◆ Input
# # # # # # #

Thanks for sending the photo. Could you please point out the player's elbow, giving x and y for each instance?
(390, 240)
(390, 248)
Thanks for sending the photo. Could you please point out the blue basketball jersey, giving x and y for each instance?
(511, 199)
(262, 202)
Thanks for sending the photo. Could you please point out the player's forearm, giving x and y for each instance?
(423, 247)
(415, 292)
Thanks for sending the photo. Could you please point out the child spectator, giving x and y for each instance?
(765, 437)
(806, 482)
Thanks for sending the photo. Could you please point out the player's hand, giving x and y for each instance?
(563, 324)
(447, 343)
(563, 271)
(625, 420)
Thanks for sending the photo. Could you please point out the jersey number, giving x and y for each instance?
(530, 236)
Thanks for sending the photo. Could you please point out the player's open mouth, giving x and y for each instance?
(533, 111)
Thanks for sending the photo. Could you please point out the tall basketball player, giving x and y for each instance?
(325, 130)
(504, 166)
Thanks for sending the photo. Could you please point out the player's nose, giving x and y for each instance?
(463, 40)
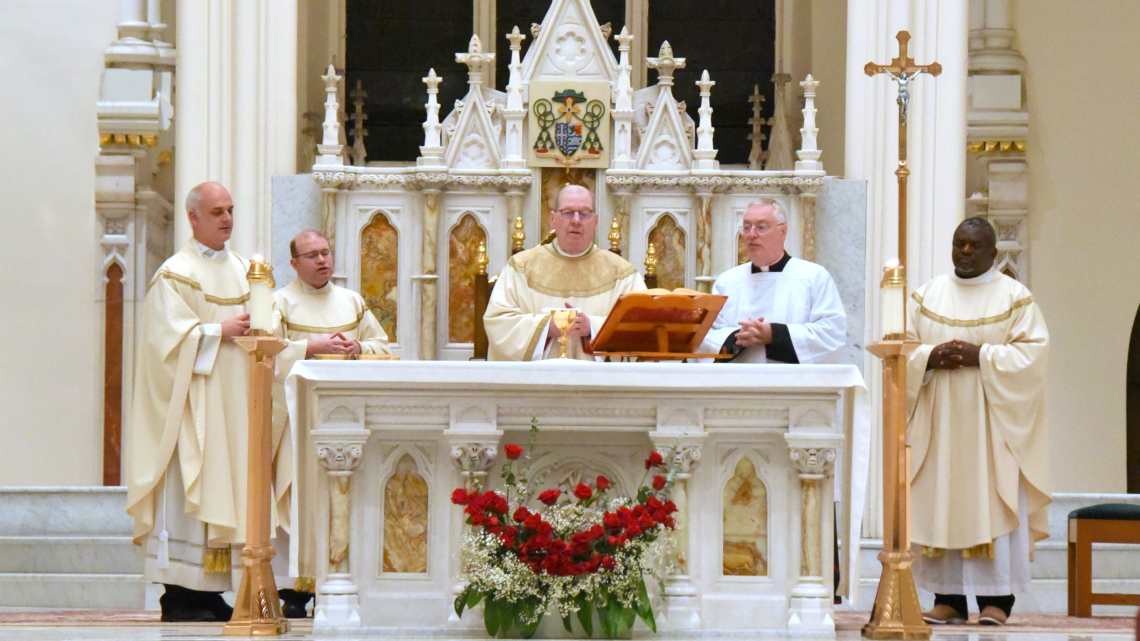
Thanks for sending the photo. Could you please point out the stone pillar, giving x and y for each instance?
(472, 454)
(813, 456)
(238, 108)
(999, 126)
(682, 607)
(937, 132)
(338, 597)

# # # # # # #

Excluding all images, transcribe the material word for word.

Thanks for sending the photo. Could you please point out the player's elbow, giving x and y for each instance?
(390, 240)
(390, 248)
Thanks for sending the photo. Could you please point out the blue basketball jersey, giving x and y for each instance?
(511, 199)
(262, 202)
Thanks for sending the photo. Could you please point out the player's forearm, giving x and y for each instance?
(423, 247)
(415, 292)
Thanks for sending the photo. Could you please point out the child spectator, giving x and y for each instance?
(765, 437)
(806, 482)
Thanks for sending the photo. Could you please point out the player's hand, giving x and y for each instance?
(563, 324)
(447, 343)
(563, 271)
(625, 420)
Thanks for sending the photo. Could you please point out the jersey number, giving x and y for each instance?
(530, 236)
Thanks for sending the photo. Could you please point out the player's open mouth, giving x and y for each instance?
(533, 111)
Thanks for sending the photo. Could you please point out the tall basketball player, giving x and y for each instance?
(325, 130)
(504, 166)
Thanks for sending the photo. Could you please point out the player's nose, giving x and y for each instance?
(463, 40)
Thanks for sending the photo. Could you please point out the stone pillar, giving x and y for each instance?
(472, 454)
(813, 456)
(238, 108)
(999, 126)
(682, 607)
(937, 132)
(338, 597)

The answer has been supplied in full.